> [EXERCISE DESCRIPTION] Gather every line in the listing below that contains the word "square" and copy each such line in full.

> [INFORMATION GIVEN]
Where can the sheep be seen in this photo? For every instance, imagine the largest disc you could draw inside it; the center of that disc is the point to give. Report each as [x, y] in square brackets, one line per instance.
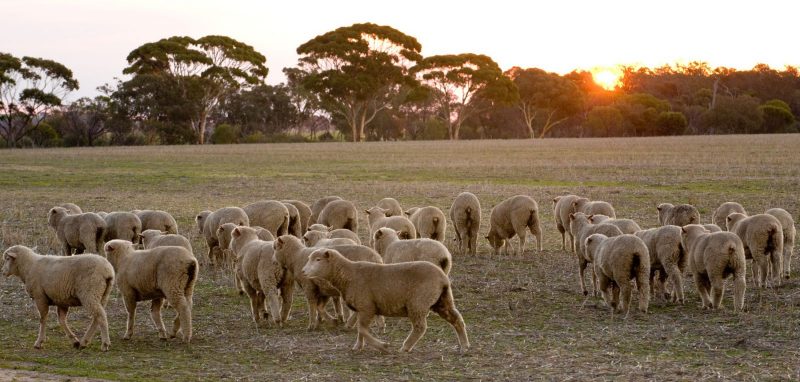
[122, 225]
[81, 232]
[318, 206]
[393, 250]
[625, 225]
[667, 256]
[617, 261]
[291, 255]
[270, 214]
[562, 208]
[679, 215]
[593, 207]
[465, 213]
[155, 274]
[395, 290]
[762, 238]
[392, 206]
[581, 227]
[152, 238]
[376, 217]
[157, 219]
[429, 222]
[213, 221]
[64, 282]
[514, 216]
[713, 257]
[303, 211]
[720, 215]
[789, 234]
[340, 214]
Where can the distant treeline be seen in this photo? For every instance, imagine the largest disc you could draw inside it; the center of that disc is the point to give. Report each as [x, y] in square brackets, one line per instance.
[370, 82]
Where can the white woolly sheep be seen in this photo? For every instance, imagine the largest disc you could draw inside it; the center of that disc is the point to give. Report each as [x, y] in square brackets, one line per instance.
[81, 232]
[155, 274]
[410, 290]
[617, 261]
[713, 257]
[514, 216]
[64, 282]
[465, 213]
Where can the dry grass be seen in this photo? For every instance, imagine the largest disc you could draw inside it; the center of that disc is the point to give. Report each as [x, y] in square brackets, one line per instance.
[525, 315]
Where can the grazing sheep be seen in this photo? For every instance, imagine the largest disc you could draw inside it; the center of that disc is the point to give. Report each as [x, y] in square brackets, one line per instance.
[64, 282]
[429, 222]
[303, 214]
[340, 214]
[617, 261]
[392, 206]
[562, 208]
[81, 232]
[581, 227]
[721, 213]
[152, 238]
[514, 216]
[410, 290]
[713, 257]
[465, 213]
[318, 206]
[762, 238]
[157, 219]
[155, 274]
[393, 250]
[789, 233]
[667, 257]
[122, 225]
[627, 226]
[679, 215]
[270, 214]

...

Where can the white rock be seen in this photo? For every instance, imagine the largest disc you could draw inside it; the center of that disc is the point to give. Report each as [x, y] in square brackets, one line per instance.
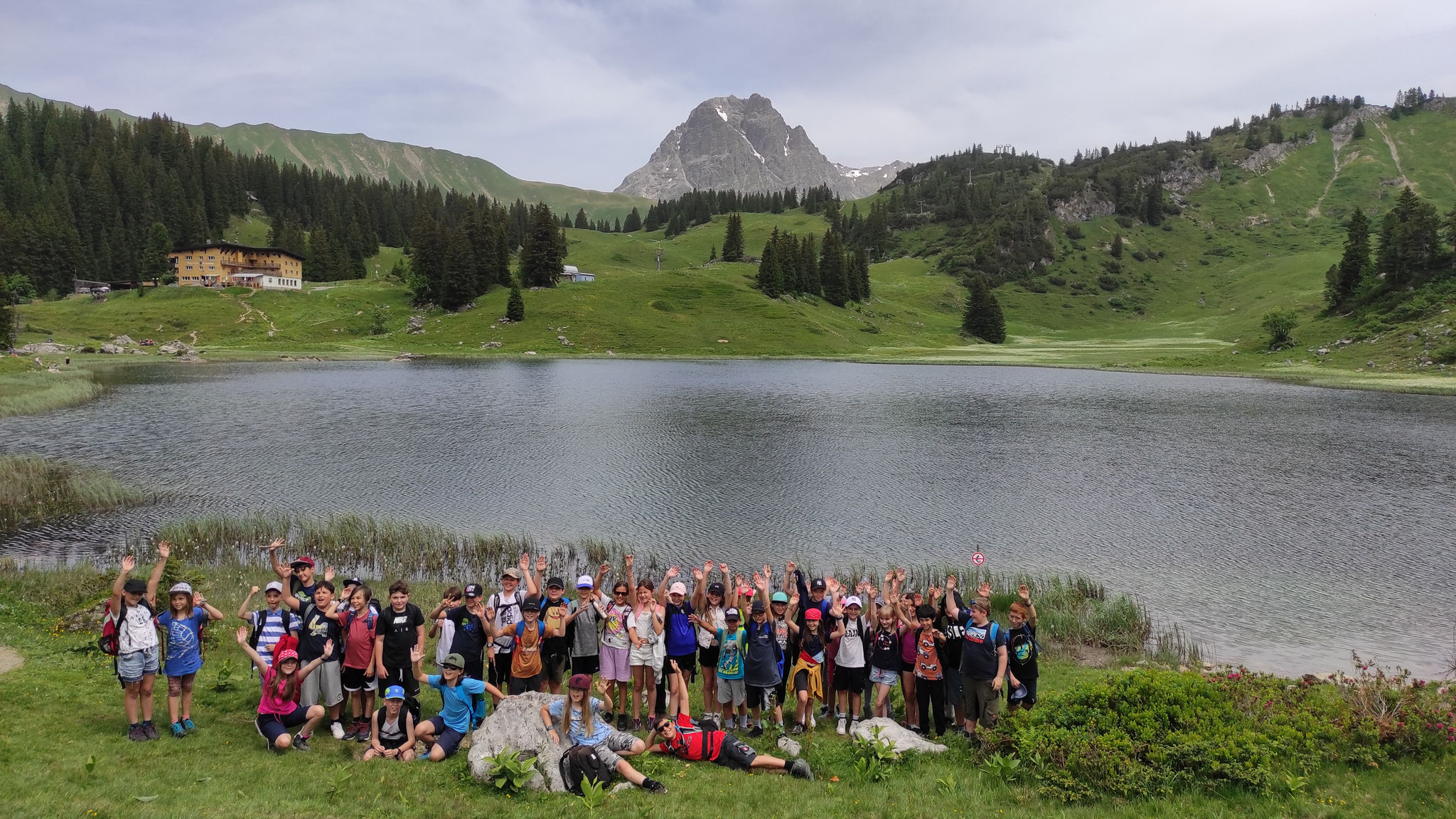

> [THE REPLY]
Where can the sheep be seen in this photo? For every instance, imagine the largest disc you could draw inside it; the center of that disc is the point to give. Report each as [x, y] in square brackets, one line per instance.
Where can the distant treeline be seen in this photo? For every instance, imagine the largest disc you could draw inside it; the center of that disc is the point to give. Report each as [x, y] in square brackets, one line per instance.
Where can the white woolly sheep be seen in this photo? For every instance, imagine the largest disc you could draw inside it; the center of that disc is the point to give. Report each as [x, y] in square brackets, one line per instance.
Where can the dry grass be seen in this photo? For every instance, imagine the largest disc you could draw inside it; the center of that disc is the point to give. Report each as [x, y] in square brackets, one line per instance.
Where can the grazing sheep be seen in this photo? For every instance, imagine the largest disc you could draw inside it; the center of that disc is the point to give. Report each as [x, y] in square brackets, one line per instance.
Where can the white rock be seen in this photo? For every instance, imagine the largest disc you could draw inside it; the center of that disc is the point to give. Report each as [x, y] in square brackets, one line per instance.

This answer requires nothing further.